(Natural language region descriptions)
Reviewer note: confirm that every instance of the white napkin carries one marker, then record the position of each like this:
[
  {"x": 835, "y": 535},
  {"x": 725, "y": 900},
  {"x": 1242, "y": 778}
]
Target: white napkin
==
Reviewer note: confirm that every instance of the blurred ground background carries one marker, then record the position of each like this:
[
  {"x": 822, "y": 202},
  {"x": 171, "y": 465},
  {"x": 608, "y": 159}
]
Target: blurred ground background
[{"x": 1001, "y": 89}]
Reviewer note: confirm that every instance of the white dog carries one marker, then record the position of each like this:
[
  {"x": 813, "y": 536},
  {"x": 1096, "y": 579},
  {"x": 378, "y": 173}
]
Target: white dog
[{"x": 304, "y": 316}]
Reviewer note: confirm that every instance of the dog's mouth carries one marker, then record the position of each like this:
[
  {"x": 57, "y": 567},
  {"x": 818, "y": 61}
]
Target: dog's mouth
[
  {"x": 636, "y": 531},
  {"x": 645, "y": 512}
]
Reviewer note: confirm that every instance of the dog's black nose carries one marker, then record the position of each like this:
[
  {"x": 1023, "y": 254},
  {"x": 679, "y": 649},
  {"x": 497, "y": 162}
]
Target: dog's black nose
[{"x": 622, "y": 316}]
--
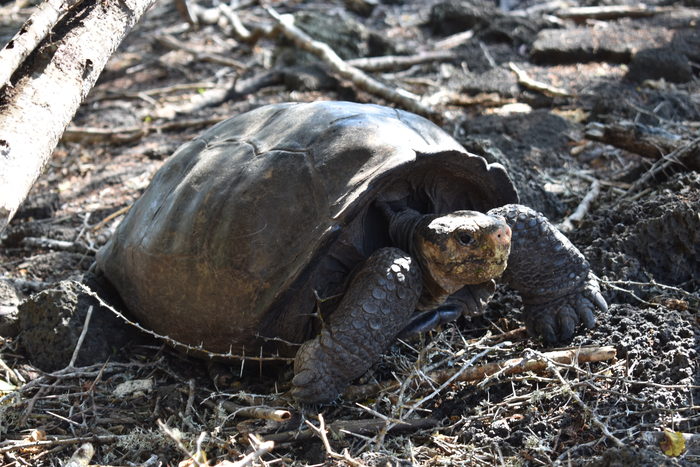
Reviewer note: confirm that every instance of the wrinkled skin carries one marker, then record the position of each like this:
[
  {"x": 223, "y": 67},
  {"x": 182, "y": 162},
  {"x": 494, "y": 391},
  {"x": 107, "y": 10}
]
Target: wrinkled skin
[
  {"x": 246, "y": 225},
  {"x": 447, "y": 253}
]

WHAT NEEDS TO BE DONE: Search term "napkin": return each line of the data that contains it.

OUTPUT FOR THIS EXERCISE:
Reviewer note: confirm that every instance of the white napkin carries one marker, then record the position of each like this:
Target: white napkin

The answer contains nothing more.